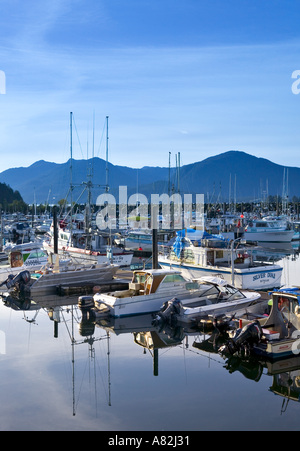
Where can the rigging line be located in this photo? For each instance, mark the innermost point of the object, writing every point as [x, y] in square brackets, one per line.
[204, 355]
[101, 139]
[103, 378]
[78, 138]
[81, 384]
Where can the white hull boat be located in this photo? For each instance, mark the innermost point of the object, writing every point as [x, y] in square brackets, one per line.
[275, 337]
[236, 266]
[267, 232]
[47, 280]
[27, 258]
[150, 289]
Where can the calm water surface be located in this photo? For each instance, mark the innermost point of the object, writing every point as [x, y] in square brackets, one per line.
[108, 382]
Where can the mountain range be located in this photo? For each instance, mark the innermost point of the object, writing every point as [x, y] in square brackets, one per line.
[227, 176]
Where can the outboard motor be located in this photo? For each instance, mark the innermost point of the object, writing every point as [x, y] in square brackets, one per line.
[168, 313]
[244, 339]
[18, 281]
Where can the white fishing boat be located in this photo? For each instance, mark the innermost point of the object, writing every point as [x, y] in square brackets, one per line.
[220, 300]
[74, 244]
[197, 254]
[23, 257]
[268, 231]
[141, 240]
[61, 274]
[150, 289]
[274, 337]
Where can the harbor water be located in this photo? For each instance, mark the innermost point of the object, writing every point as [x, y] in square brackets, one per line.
[58, 373]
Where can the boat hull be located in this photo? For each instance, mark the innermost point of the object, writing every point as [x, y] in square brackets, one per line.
[284, 236]
[47, 284]
[253, 278]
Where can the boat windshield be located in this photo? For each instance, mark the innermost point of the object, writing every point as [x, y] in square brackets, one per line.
[231, 293]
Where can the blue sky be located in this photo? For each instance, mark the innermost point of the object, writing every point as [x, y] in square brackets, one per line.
[199, 77]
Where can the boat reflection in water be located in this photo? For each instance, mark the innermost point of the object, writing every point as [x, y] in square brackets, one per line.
[285, 372]
[152, 339]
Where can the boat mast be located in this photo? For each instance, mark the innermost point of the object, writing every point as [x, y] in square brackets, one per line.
[106, 187]
[71, 173]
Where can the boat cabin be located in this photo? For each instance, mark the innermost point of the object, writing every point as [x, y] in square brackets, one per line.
[27, 257]
[285, 312]
[148, 282]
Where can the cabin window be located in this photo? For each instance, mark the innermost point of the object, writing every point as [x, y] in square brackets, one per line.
[173, 278]
[139, 278]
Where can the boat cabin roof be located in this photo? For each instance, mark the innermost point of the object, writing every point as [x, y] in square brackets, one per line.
[156, 272]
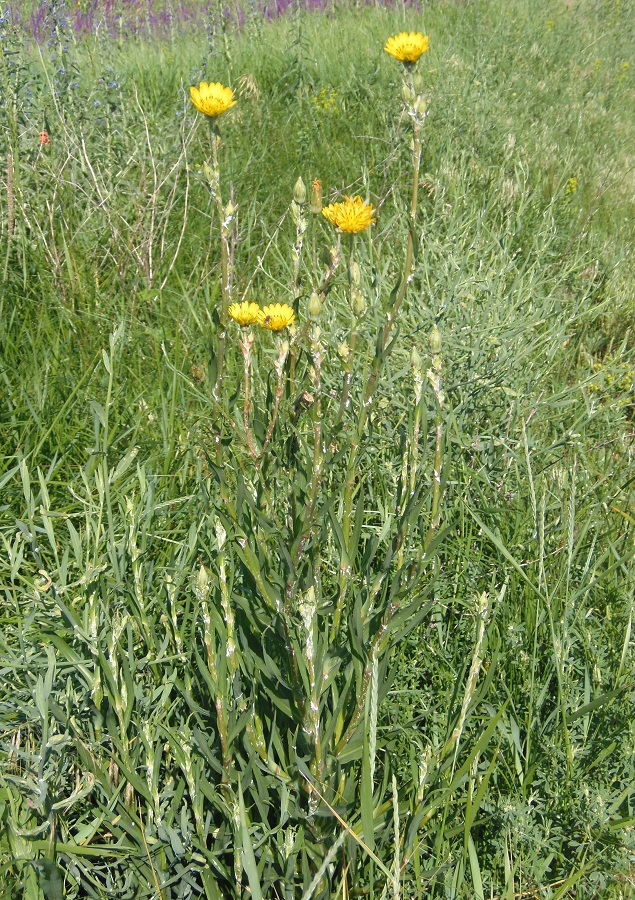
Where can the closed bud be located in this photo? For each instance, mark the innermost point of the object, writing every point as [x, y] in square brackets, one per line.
[420, 107]
[202, 582]
[299, 192]
[434, 339]
[407, 94]
[316, 196]
[358, 304]
[315, 305]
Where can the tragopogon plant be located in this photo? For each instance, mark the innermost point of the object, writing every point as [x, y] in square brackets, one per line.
[311, 579]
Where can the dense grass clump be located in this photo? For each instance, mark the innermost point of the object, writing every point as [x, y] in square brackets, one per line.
[389, 650]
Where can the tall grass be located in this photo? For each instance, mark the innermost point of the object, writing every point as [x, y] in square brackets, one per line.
[493, 754]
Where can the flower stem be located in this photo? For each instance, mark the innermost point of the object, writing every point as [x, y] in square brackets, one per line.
[283, 350]
[345, 563]
[214, 180]
[352, 339]
[246, 344]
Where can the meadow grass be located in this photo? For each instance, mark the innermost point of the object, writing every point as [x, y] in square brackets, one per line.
[494, 756]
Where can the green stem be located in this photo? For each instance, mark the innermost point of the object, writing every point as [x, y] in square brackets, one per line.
[352, 339]
[224, 249]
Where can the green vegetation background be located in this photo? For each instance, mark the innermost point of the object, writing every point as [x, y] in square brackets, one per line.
[525, 260]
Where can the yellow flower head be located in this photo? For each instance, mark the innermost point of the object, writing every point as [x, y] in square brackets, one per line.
[277, 316]
[212, 99]
[407, 47]
[245, 313]
[352, 215]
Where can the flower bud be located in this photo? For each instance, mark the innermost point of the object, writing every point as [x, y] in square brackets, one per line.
[420, 107]
[358, 304]
[315, 306]
[407, 94]
[434, 339]
[299, 192]
[316, 196]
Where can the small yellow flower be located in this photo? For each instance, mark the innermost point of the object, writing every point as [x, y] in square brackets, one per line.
[212, 99]
[277, 316]
[407, 47]
[351, 216]
[245, 313]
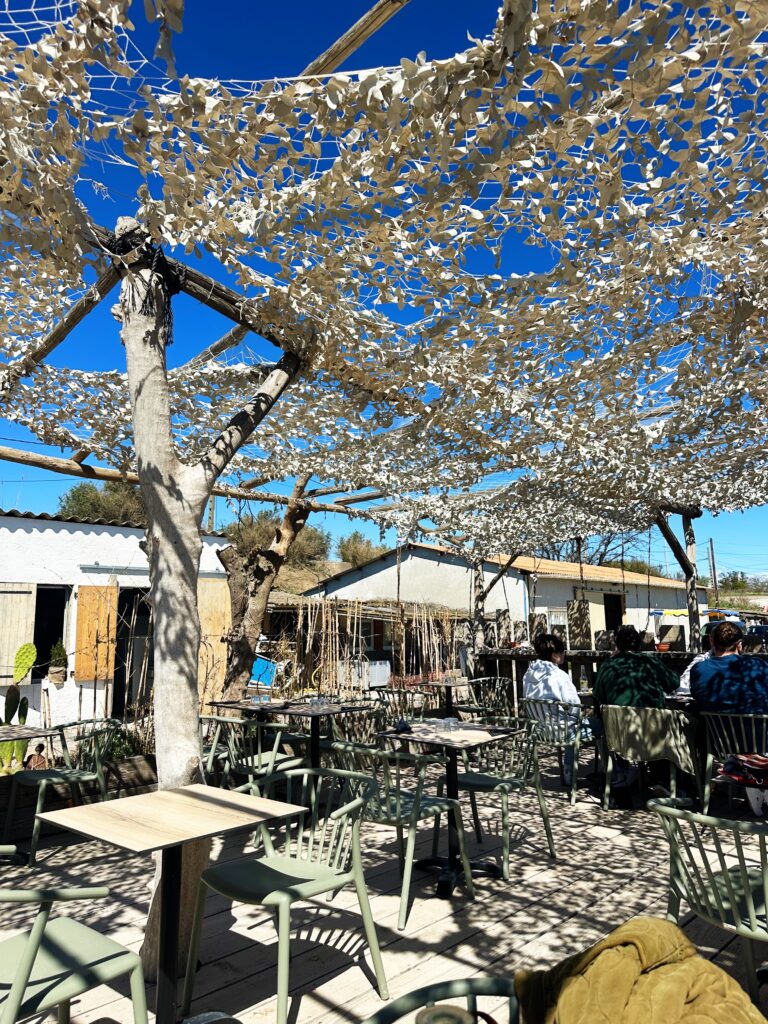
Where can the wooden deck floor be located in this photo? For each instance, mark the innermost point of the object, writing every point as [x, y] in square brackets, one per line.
[611, 865]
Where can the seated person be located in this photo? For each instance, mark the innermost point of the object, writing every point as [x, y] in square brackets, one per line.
[729, 681]
[633, 679]
[545, 680]
[683, 689]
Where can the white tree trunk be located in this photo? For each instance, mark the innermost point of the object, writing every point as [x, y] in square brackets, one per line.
[175, 497]
[174, 501]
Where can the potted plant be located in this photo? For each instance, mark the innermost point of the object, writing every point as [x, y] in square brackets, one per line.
[57, 663]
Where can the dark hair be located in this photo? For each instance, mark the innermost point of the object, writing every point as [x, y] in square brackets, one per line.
[628, 638]
[547, 644]
[725, 636]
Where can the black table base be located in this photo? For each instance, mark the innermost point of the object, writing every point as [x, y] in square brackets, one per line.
[170, 915]
[452, 872]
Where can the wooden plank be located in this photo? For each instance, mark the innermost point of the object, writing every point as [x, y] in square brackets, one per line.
[96, 633]
[168, 817]
[16, 624]
[215, 619]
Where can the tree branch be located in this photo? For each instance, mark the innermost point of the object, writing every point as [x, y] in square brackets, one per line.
[243, 425]
[502, 571]
[675, 546]
[20, 368]
[353, 38]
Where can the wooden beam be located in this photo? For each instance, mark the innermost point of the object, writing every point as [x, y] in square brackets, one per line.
[675, 546]
[694, 641]
[356, 499]
[226, 341]
[70, 321]
[353, 38]
[211, 293]
[69, 467]
[502, 572]
[675, 508]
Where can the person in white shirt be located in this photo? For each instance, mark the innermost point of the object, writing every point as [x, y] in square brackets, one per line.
[683, 689]
[545, 680]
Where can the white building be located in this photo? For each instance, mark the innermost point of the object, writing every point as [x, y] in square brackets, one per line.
[425, 573]
[86, 584]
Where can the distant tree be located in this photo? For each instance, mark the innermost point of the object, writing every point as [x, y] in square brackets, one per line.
[254, 534]
[116, 501]
[734, 581]
[356, 549]
[604, 550]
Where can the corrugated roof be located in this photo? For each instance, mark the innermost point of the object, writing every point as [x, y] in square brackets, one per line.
[542, 566]
[54, 517]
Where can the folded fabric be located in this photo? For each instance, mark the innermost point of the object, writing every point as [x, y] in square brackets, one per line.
[748, 769]
[650, 734]
[645, 972]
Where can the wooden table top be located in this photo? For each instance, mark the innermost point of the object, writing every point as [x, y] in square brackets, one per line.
[461, 738]
[13, 732]
[168, 817]
[295, 708]
[449, 682]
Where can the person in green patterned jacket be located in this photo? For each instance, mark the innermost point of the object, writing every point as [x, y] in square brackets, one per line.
[631, 678]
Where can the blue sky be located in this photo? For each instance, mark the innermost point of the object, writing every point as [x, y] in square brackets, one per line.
[250, 41]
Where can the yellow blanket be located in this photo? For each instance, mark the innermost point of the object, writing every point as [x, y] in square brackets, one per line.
[645, 972]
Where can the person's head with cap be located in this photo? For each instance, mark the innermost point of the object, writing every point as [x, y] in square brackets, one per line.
[627, 638]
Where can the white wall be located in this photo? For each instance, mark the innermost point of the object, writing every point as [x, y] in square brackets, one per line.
[49, 552]
[429, 578]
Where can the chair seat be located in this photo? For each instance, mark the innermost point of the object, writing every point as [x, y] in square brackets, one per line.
[66, 775]
[719, 890]
[486, 783]
[72, 960]
[269, 880]
[282, 763]
[386, 814]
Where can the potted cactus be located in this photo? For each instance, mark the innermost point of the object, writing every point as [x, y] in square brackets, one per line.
[11, 751]
[57, 663]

Stated exercise
Give back, exactly as written, the lines from the one with "Where can the corrugated" to the last line.

Output below
Where can the corrugated roof be located in this photo? For each instance, mark the innermost point of the object, writing every point as [x, y] in square brackets, one per line.
[542, 566]
[54, 517]
Where can the folded fabric be located in this photo? For each instance, mark the innermost point of the object, writing every point as [x, y] in square brackets, one per line.
[748, 769]
[650, 734]
[645, 972]
Where can the wooden table top be located in this photo? For each instance, mark the innermost point of the object, writing every point as [x, y] in square brackets, one per line.
[461, 738]
[13, 732]
[168, 817]
[295, 708]
[449, 682]
Where can the person in green patterned jacket be located in this photo? For each instance, mark the innermost point of the object, writing every point as [x, y] in square brackets, one per line.
[631, 678]
Where can the blue sky be located in this photo? For each instance, mark the innermost point of the object, writing every point as [x, y] in square brackets, one per line.
[250, 41]
Where can the yellow blanket be located in this photo? For each instance, mark the innermost point of the object, writing every point as [x, y] in square brackets, one per line.
[645, 972]
Where can the person's head with cap be located in this photo? For each instance, mark the innermost point of the object, writing every point as [x, y] in square brackets, one per line.
[627, 638]
Where can the white wall be located in this photo? For each instance, mark the innermost point of the object, writing every point as [x, y] in square brackets, one per line.
[49, 552]
[429, 578]
Where can the chair seat be located in this photo? For each instance, mark the innermost point of the object, writing every point as [x, y] in square brackets, one per line.
[66, 775]
[719, 890]
[486, 783]
[72, 960]
[269, 880]
[282, 763]
[386, 814]
Where can the potted cactus be located in this photo? For each instance, mark the innermost point of the object, writing every point as [x, y] in square brackets, one per line.
[11, 751]
[57, 663]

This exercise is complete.